Task directions:
Collect every line in the listing below that contains the word "segmented", and copy each one in full.

Provided information:
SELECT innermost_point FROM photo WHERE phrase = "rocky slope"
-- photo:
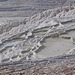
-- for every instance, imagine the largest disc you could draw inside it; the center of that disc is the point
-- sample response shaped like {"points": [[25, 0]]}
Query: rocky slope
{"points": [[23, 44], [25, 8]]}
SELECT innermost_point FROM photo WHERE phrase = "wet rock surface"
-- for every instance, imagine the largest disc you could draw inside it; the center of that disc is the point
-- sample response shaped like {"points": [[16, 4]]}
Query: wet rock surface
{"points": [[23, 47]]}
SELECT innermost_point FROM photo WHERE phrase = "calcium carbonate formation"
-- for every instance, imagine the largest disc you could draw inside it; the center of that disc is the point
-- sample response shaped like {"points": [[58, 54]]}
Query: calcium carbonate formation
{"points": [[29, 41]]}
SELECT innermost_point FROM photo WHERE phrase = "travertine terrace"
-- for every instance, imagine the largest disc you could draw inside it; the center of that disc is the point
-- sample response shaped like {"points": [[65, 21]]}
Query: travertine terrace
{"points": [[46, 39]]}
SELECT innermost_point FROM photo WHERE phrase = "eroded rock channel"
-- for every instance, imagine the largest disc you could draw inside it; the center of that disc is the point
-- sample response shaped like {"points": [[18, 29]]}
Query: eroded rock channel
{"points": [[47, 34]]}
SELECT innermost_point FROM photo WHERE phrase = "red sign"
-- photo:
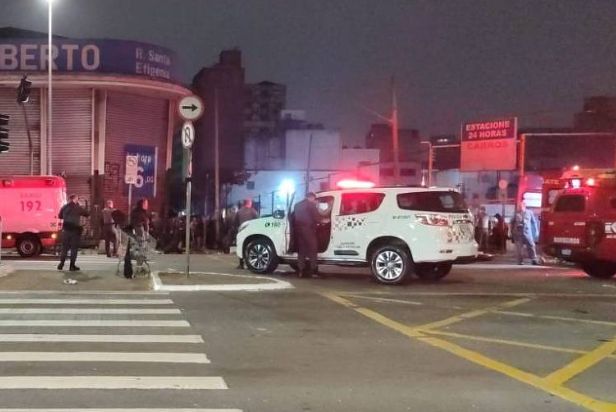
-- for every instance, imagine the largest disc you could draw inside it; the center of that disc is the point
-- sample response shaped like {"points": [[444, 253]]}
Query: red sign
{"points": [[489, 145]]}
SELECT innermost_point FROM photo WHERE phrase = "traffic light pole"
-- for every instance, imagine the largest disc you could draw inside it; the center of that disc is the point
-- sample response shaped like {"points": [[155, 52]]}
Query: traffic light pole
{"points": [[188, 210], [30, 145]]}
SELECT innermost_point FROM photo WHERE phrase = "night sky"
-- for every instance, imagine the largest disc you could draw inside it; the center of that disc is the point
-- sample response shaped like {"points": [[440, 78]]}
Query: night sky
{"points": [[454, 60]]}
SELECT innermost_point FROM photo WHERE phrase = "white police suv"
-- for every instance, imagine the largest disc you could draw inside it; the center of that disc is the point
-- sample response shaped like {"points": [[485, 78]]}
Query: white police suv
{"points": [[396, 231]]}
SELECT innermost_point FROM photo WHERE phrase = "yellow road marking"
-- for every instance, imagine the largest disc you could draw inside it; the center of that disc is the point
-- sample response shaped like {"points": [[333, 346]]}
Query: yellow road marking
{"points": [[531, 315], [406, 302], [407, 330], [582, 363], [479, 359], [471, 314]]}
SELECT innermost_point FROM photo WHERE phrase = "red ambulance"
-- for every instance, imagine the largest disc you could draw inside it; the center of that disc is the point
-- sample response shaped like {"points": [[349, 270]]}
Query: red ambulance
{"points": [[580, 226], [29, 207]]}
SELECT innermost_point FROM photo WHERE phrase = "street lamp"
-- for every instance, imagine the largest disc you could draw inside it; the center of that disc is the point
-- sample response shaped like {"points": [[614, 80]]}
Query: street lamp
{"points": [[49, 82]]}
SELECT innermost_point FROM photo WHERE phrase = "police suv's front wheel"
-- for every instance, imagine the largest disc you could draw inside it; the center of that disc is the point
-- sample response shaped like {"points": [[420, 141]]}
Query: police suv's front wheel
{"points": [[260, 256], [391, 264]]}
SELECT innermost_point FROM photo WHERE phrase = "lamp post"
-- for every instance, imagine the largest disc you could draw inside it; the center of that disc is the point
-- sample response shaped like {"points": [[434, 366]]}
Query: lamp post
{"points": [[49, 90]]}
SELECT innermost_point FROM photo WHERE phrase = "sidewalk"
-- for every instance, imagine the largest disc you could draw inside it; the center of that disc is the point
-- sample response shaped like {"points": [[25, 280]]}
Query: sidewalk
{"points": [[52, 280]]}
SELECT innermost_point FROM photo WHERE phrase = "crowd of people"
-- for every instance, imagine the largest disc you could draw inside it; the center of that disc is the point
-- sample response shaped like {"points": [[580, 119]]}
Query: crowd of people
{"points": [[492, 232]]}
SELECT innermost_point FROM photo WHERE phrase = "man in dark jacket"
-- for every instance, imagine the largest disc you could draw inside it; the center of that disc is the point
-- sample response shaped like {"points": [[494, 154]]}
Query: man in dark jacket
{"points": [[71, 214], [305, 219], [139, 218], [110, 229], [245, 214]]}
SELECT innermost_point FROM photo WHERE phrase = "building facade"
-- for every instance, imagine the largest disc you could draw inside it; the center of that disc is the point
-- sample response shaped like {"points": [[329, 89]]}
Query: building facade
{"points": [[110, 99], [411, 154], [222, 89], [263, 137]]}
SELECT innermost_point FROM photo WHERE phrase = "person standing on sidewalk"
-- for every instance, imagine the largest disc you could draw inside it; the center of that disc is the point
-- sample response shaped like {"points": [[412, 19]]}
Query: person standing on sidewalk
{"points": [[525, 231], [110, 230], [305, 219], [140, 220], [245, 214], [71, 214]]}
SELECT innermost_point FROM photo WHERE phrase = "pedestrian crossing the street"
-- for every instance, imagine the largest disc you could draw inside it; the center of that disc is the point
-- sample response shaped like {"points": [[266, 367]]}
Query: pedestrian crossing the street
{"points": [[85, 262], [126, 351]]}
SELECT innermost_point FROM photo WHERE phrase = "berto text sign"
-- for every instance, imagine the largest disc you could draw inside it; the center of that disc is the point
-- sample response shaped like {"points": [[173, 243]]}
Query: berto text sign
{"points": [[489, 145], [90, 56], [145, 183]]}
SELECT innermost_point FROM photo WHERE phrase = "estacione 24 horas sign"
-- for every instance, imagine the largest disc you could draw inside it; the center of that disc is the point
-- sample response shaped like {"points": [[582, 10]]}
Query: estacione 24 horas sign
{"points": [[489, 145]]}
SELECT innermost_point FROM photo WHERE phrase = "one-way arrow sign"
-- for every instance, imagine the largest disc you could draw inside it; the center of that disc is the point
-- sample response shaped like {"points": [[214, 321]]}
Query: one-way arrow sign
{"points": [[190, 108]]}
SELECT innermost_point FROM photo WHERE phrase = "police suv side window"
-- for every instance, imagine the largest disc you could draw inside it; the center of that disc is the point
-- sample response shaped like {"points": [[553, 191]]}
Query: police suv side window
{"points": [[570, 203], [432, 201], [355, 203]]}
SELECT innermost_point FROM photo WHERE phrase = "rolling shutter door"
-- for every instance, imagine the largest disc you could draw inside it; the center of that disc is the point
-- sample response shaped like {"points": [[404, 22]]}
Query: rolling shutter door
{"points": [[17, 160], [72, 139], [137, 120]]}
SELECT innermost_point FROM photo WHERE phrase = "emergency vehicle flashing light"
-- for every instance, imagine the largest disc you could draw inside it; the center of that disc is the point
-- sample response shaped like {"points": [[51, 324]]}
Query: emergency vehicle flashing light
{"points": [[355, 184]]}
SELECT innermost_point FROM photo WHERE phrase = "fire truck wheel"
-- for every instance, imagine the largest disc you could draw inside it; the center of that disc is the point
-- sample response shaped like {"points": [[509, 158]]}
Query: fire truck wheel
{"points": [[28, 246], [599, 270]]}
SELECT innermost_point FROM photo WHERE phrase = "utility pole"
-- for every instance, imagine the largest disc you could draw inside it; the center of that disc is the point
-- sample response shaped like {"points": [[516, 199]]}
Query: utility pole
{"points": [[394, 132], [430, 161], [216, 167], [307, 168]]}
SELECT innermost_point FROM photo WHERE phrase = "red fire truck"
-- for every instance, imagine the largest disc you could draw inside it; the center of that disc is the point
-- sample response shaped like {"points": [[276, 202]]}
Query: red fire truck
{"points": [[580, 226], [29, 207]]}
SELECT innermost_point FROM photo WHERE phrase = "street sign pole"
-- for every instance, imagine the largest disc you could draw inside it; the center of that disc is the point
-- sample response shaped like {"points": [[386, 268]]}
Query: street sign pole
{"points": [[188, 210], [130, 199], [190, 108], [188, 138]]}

...

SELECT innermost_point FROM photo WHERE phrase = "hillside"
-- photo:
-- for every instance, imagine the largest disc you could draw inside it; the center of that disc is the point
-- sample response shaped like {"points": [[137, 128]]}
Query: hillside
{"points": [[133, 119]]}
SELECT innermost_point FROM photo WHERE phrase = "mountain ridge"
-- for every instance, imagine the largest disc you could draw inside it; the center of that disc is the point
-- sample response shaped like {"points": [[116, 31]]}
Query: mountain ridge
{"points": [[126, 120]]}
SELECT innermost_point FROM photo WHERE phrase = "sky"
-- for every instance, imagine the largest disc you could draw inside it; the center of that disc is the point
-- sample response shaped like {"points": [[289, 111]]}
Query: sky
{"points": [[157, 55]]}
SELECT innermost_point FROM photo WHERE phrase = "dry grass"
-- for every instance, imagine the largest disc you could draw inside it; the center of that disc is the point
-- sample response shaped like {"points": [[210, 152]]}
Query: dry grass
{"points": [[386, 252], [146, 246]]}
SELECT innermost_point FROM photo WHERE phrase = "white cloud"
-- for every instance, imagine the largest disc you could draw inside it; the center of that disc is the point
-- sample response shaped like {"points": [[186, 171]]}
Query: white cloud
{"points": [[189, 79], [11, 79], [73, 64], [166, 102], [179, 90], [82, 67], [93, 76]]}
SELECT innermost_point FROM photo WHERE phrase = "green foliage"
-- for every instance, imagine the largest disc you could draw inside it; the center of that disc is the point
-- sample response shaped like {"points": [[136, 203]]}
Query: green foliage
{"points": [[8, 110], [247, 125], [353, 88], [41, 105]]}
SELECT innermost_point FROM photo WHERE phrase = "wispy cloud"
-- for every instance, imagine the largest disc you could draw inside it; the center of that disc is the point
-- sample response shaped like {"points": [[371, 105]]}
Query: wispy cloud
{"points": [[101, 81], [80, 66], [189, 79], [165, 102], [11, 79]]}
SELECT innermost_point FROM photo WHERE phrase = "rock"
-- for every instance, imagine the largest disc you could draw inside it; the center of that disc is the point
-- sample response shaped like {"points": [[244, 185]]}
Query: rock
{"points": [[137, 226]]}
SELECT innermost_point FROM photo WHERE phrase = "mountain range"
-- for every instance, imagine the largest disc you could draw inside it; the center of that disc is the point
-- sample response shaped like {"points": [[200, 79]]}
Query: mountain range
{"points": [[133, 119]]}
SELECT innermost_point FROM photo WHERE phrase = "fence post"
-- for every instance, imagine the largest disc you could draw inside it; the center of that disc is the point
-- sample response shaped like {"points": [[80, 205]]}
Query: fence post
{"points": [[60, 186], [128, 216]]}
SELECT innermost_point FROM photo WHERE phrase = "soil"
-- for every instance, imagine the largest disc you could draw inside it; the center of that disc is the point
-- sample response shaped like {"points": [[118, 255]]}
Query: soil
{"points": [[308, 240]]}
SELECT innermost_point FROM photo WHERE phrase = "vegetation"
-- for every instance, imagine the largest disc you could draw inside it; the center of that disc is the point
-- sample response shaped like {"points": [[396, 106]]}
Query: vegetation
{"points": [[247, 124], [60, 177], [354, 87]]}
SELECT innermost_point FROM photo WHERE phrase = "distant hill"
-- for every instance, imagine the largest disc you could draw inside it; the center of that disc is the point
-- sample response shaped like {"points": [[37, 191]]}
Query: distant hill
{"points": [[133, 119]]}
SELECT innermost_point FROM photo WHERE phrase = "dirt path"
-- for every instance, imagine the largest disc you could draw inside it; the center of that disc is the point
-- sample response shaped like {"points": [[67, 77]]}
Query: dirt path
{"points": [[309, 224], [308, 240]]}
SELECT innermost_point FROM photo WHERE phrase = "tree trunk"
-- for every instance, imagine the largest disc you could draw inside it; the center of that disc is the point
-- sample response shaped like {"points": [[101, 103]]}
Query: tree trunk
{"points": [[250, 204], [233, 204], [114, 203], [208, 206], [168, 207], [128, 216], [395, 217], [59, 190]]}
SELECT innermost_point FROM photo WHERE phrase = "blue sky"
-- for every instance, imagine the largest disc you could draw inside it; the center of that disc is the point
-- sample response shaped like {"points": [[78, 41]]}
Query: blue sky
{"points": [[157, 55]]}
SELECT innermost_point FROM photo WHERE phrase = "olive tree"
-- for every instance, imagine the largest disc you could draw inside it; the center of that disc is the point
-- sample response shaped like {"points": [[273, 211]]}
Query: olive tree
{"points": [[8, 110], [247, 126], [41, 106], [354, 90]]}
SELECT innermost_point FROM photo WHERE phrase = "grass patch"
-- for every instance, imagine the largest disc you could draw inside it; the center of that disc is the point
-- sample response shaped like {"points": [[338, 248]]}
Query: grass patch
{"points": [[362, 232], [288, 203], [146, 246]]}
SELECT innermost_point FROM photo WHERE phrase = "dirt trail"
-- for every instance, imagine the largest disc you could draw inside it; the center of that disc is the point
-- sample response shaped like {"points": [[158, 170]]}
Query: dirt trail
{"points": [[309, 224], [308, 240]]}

---

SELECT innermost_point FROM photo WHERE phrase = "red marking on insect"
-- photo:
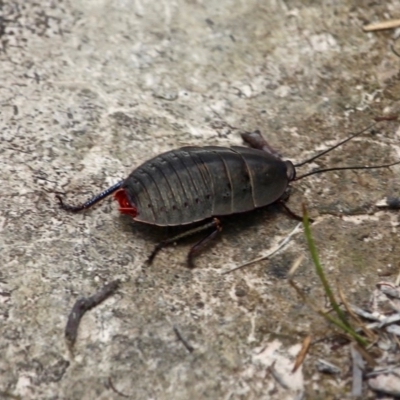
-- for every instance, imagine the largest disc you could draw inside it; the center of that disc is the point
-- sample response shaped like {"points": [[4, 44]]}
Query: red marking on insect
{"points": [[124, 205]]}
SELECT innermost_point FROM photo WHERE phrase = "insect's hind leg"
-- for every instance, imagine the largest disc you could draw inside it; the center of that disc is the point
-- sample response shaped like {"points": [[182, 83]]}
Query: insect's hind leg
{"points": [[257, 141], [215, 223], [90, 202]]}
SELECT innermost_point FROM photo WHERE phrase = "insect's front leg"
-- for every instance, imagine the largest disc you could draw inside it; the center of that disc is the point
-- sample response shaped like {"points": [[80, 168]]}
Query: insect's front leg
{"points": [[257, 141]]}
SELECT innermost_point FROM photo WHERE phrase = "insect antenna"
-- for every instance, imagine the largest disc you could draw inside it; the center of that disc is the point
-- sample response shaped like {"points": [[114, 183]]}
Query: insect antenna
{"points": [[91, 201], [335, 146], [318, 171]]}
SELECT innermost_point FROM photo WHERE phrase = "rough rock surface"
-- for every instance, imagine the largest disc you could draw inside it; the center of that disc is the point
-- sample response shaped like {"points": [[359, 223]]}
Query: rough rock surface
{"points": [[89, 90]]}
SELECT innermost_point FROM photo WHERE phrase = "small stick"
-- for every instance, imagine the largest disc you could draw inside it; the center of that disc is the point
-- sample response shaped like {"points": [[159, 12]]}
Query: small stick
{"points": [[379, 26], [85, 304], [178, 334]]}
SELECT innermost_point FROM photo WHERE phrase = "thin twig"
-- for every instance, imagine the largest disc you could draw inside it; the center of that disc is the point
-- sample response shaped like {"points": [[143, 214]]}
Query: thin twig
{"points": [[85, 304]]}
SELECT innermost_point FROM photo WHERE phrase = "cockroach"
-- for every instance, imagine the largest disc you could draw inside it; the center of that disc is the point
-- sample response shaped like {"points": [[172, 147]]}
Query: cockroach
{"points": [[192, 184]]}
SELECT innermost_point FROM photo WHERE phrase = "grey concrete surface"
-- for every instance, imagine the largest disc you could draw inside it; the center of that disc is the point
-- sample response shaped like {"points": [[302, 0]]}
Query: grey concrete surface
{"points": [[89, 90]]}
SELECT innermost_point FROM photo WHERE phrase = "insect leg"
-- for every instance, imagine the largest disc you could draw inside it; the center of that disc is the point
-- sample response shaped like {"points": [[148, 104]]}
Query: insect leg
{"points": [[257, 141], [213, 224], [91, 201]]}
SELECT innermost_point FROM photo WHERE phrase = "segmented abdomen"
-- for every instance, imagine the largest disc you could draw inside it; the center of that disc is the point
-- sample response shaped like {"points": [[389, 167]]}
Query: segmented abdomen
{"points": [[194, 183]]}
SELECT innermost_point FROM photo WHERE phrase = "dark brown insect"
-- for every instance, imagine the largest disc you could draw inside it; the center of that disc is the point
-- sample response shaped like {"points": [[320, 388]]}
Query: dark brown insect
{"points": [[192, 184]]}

Result below:
SELECT innermost_point FROM photo WHERE phrase = "segmented abdomen"
Query: segmented abdomen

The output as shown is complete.